Output the data below in full, character for character.

-- begin --

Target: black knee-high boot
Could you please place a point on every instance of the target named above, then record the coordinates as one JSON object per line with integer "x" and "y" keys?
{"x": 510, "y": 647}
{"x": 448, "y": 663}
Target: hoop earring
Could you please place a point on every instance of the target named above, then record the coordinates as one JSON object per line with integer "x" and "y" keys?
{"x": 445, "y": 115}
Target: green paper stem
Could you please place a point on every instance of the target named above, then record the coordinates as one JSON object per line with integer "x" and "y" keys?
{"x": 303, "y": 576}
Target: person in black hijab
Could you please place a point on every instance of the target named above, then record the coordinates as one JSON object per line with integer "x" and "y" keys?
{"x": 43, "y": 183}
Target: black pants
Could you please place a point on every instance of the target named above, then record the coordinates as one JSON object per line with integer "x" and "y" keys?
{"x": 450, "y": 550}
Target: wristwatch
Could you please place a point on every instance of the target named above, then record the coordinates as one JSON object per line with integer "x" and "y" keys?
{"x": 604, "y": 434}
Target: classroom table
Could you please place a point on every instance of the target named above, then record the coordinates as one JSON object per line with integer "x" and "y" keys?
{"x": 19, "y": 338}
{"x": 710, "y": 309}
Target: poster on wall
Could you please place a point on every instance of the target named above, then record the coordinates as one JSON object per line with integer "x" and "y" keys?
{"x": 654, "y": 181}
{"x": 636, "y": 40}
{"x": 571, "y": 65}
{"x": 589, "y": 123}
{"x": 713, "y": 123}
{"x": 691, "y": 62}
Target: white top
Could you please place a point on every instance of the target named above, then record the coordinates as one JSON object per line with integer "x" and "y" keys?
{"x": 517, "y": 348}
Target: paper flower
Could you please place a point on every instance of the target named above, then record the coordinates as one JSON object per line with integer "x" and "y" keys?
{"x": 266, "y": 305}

-- end --

- _Solution to the problem_
Target: black knee-high boot
Could you please place a point on every instance of the target named above, then record the coordinates as one JSON object per line with integer "x" and "y" keys?
{"x": 510, "y": 647}
{"x": 448, "y": 663}
Target: hoop earring
Could you please place a point on every instance of the target named above, then record the coordinates as one JSON object per line with integer "x" and "y" keys?
{"x": 445, "y": 115}
Target: green paper stem
Could you please place a point on every instance of the target named above, then record the coordinates as one JSON object per line with integer "x" and "y" keys?
{"x": 303, "y": 576}
Target: person in black hijab
Could you please place a point on every instance of the target named above, then record the coordinates as one JSON object per line with integer "x" and "y" keys?
{"x": 43, "y": 183}
Target: black pants
Could you please place a point on every instance of the target named above, then record the coordinates as one JSON object per line with integer "x" and "y" keys?
{"x": 450, "y": 550}
Target: wristwatch
Could you please place a point on every instance of the target named above, then record the coordinates as one JSON object per line with integer "x" and "y" keys?
{"x": 604, "y": 434}
Target: classroom table
Could you please place a point on every instance of the target named above, then record the coordinates as one JSON object per line with integer "x" and "y" keys?
{"x": 19, "y": 338}
{"x": 710, "y": 309}
Target: poster on wall
Could you please place a point on every instance of the target named above, then record the coordinates as one JSON object per line with integer "x" and "y" keys?
{"x": 654, "y": 181}
{"x": 636, "y": 40}
{"x": 571, "y": 65}
{"x": 589, "y": 123}
{"x": 713, "y": 123}
{"x": 691, "y": 62}
Target: white top
Could you please place a point on every instance of the target named above, then record the coordinates as one JSON object per line with integer "x" and "y" keys?
{"x": 517, "y": 348}
Target: paper flower
Could you please place a point on every instance of the target named above, then record the coordinates as one JSON object per line with integer "x" and "y" keys?
{"x": 266, "y": 305}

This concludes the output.